:: Brano di partenza ::
****************

Il contrasto poi risolto dalle sezioni unite della Corte di cassazione, in relazione ai fatti commessi anteriormente alla novella, dalla sentenza 22 marzo-1° giugno 2018, n. 24782, nella quale si è affermato che, al fine del rilascio delle certificazioni, non è sufficiente la mera acquisizione del modello 770, occorrendo piuttosto la prova di tale elemento della fattispecie.

Ciò precisato, il rimettente rileva che, nel delegare l’esecutivo alla «revisione» del sistema penale tributario, l’art. 8 della legge n. 23 del 2014 avrebbe limitato lo spazio d’azione del legislatore delegato, vincolandolo alla «mera “possibilità di ridurre le sanzioni per le fattispecie meno gravi o di applicare sanzioni amministrative anziché penali, tenuto conto anche di adeguate soglie di punibilità“».

A parere del giudice a quo, inoltre, non vi sarebbe alcun dubbio sulla ascrivibilità del reato di omesso versamento delle ritenute alla categoria delle «fattispecie meno gravi» tra quelle che compongono il settore tributario; e ciò anche alla luce delle numerose disposizioni di maggior favore contenute nel Dlgs. n. 74 del 2000, dettate in riferimento al delitto in esame.

Nelle omissioni in esame, del resto, rileva il giudice rimettente, difetta il requisito della fraudolenza, e non vi sono interrelazioni con il tema dell’elusione fiscale, trattandosi di condotte distinte dalla dichiarazione infedele, ai sensi dell’art. 4 del Dlgs. n. 74 del 2000.

Né, afferma il rimettente, si può ritenere che la nuova formulazione dell’art. 10-bis del d.lgs. n. 74 del 2000 sia rispettosa della delega perché è stata innalzata la soglia di punibilità, dato che, per effetto dell’art. 7 del Dlgs. n. 158 del 2015, diventano penalmente rilevanti comportamenti che in precedenza esulavano dalla tipicità, quali appunto gli omessi versamenti delle ritenute risultanti esclusivamente dalla dichiarazione annuale del sostituto di imposta per importi eccedenti 150.000 euro.

Secondo la Corte Costituzionale le censure erano fondate, sussistendo il denunciato eccesso di delega (artt. 76 e 77, primo comma, Cost.), che, concernendo l’introduzione di una fattispecie di reato da parte del legislatore delegato, va valutato congiuntamente al rispetto della riserva di legge e del principio di stretta legalità di cui all’art. 25, secondo comma, Cost.

 

Le decisioni della Corte Costituzionale

La Consulta evidenzia del resto che nella materia penale è più elevato il grado di determinatezza richiesto per le regole fissate nella legge delega; ciò perché il controllo del rispetto, da parte del Governo, dei «princìpi e criteri direttivi», è anche strumento di garanzia della riserva di legge e del rispetto del principio di stretta legalità, spettando al Parlamento l’individuazione dei fatti da sottoporre a pena e delle sanzioni loro applicabili (sentenze n. 174 del 2021, n. 127 del 2017 e n. 5 del 2014).

****************

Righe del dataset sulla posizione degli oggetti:
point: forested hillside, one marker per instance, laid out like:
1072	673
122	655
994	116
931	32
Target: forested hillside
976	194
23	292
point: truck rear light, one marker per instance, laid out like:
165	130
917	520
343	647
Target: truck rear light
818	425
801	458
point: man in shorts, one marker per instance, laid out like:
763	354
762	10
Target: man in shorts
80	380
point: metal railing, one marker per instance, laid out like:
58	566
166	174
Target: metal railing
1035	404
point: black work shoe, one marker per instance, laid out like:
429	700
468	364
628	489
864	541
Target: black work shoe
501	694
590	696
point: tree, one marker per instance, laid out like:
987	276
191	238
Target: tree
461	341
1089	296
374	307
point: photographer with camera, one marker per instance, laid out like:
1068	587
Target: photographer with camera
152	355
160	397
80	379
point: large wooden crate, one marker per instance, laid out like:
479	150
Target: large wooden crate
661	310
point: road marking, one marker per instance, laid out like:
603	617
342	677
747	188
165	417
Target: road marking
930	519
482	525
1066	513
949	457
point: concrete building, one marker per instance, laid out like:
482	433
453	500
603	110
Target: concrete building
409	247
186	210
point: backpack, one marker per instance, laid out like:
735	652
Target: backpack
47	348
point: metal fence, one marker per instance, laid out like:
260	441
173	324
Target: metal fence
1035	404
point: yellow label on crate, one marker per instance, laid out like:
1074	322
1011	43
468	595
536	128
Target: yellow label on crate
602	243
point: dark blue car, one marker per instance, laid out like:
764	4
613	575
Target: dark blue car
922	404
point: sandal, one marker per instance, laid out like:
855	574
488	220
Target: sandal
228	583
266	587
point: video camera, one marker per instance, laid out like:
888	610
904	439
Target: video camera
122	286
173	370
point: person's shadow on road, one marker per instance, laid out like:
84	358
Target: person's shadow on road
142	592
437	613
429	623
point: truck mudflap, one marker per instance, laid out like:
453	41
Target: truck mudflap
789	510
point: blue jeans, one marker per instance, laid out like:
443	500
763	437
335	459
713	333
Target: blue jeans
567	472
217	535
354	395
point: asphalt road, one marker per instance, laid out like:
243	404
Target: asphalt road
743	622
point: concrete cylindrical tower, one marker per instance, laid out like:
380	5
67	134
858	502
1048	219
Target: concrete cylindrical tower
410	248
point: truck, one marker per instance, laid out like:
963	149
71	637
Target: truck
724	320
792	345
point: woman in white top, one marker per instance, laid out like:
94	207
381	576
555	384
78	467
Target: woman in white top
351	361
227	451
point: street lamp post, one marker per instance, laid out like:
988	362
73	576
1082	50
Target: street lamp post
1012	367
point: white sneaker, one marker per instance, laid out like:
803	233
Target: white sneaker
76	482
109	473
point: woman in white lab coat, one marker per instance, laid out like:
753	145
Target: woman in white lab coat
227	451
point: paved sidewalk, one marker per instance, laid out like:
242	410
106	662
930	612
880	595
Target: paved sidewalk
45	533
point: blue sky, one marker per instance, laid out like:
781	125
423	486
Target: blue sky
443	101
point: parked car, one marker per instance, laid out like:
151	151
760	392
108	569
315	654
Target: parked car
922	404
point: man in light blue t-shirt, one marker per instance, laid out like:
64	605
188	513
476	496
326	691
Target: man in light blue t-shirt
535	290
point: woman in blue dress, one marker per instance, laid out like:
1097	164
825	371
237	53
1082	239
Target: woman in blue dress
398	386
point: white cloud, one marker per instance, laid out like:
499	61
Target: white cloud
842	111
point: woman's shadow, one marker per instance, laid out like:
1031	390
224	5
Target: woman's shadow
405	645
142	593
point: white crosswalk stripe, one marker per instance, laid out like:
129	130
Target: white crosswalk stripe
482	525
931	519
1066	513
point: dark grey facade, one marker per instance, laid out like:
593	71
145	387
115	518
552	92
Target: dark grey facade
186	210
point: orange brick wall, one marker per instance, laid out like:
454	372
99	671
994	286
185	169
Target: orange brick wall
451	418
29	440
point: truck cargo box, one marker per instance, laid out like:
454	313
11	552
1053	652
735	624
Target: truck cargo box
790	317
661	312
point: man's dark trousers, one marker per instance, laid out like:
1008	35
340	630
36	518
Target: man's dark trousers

****************

:: Istruzioni e requisiti ::
Rispondi alle domande seguenti in base al brano.
1. Con quale sentenza le sezioni unite della Corte di cassazione hanno risolto il contrasto?
2. Oltre quale importo gli omessi versamenti delle ritenute risultanti esclusivamente dalla dichiarazione annuale diventano penalmente rilevanti?
3. Quali articoli della Costituzione vengono indicati a proposito dell'eccesso di delega?

:: Risultato dell'esercizio ::
1. Con la sentenza 22 marzo-1° giugno 2018, n. 24782.
2. Oltre i 150.000 euro.
3. Gli artt. 76 e 77, primo comma, della Costituzione.